> **Task to carry out**:
Find each line in the items below that contains the string "coat", where case counts, and copy every such line.

> **Material provided**:
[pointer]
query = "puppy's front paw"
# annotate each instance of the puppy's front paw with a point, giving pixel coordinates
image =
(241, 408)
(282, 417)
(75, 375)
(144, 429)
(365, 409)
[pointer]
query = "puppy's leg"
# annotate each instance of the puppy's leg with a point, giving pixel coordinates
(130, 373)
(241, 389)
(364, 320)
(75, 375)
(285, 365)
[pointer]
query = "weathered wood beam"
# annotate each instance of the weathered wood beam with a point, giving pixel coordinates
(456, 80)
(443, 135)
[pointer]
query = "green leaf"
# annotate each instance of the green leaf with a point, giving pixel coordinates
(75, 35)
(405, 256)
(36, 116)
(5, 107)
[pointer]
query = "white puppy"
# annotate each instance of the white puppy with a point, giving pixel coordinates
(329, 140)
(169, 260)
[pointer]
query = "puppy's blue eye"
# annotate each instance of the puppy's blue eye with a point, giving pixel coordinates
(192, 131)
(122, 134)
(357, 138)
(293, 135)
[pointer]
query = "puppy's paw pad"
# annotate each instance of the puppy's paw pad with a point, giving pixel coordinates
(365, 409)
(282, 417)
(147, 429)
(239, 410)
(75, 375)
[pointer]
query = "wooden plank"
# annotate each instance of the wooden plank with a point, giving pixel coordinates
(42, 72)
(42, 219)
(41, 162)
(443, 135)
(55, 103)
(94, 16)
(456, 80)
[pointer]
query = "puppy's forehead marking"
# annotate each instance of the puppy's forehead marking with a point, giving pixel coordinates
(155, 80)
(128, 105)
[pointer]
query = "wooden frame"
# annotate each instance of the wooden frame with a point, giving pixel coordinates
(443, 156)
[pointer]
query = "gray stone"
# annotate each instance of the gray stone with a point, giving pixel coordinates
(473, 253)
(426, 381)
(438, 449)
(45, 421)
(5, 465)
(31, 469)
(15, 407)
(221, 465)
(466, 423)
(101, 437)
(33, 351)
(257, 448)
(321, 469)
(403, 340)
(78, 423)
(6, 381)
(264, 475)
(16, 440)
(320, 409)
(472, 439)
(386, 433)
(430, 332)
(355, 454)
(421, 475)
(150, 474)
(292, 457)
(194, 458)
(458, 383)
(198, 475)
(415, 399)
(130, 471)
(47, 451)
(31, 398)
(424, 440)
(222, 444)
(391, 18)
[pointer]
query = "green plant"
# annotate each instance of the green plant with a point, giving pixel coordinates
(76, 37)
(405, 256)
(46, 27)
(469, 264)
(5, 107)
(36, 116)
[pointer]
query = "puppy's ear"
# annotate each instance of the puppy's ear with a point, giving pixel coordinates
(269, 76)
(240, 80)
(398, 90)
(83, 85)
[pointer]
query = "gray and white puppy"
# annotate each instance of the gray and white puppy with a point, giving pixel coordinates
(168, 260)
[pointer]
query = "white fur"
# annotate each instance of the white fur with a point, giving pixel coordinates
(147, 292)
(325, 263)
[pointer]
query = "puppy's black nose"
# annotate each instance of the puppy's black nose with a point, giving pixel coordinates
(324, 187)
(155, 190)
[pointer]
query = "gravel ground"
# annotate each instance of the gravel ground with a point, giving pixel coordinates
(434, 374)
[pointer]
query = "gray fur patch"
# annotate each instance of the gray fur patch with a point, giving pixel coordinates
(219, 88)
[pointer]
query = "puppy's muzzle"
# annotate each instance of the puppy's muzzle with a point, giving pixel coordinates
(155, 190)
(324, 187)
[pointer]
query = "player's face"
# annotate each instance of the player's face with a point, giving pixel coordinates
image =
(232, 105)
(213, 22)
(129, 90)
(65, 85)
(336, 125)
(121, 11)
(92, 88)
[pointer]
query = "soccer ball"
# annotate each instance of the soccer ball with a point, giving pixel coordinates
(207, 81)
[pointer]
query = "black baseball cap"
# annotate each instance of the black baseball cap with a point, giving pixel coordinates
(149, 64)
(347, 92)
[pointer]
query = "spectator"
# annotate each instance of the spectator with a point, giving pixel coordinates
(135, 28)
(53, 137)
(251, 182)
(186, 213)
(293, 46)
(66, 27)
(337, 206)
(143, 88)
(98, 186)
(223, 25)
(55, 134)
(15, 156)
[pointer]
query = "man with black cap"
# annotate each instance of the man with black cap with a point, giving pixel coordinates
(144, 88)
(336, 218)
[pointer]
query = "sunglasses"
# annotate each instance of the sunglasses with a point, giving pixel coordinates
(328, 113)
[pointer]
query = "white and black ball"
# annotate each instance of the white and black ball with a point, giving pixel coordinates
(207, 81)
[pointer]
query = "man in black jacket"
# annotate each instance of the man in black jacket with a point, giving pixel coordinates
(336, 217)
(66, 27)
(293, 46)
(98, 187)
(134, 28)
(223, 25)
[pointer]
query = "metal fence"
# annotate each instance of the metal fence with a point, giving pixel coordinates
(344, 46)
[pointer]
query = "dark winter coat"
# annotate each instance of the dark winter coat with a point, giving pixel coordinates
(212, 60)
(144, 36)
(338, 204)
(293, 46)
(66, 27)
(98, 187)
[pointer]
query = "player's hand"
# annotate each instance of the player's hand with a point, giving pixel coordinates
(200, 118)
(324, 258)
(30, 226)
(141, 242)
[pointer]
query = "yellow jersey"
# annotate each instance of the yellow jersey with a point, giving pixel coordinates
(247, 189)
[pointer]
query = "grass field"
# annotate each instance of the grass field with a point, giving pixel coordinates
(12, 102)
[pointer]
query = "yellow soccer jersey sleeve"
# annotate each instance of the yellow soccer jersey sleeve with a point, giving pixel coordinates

> **Task response**:
query = "dark winter coat"
# annotate each instance of the dark winter coat with a point, giving pixel coordinates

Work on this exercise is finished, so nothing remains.